Entries taken from a collection

________________

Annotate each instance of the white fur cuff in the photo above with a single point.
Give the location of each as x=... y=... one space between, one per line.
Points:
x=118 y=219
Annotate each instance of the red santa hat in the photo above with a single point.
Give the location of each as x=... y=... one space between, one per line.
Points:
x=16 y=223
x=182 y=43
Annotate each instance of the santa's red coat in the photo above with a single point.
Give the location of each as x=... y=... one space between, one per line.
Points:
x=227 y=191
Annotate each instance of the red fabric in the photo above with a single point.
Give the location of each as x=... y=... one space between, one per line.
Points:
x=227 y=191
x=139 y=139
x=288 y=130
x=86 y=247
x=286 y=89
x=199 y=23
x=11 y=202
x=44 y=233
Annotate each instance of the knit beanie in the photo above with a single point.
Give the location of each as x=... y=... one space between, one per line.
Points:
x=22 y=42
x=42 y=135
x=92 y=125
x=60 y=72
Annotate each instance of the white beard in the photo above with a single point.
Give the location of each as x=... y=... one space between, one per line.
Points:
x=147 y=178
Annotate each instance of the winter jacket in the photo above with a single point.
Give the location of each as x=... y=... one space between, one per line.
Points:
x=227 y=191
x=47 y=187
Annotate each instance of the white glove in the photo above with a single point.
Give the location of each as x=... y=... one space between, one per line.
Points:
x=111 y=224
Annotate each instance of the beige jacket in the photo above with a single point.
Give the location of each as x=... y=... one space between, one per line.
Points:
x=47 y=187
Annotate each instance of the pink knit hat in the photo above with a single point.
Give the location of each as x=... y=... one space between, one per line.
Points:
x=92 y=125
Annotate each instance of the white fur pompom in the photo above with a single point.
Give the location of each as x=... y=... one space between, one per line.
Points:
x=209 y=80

________________

◆ TASK TO COMPLETE ◆
What you return must be an exact retyping of the lines above starting at the line with "Annotate each instance of the knit" and ending at the line with "Annotate each instance of the white glove", and nothing besides.

◆ RESPONSE BOX ◆
Annotate each instance of the knit beanie in the photo above with a single point.
Give the location of each as x=... y=... one space between, one per line.
Points:
x=22 y=42
x=42 y=135
x=92 y=125
x=60 y=72
Annotate each instance of the white beard in the photo above with a single point.
Give the location of each as x=... y=... one space between, one per line.
Points:
x=147 y=178
Annotate each instance of the winter jacket in the photo above with a single point.
Give the location of each as x=... y=... one space between, one per line.
Points:
x=227 y=191
x=47 y=187
Annotate each instance of the white glove in the photo above with a single point.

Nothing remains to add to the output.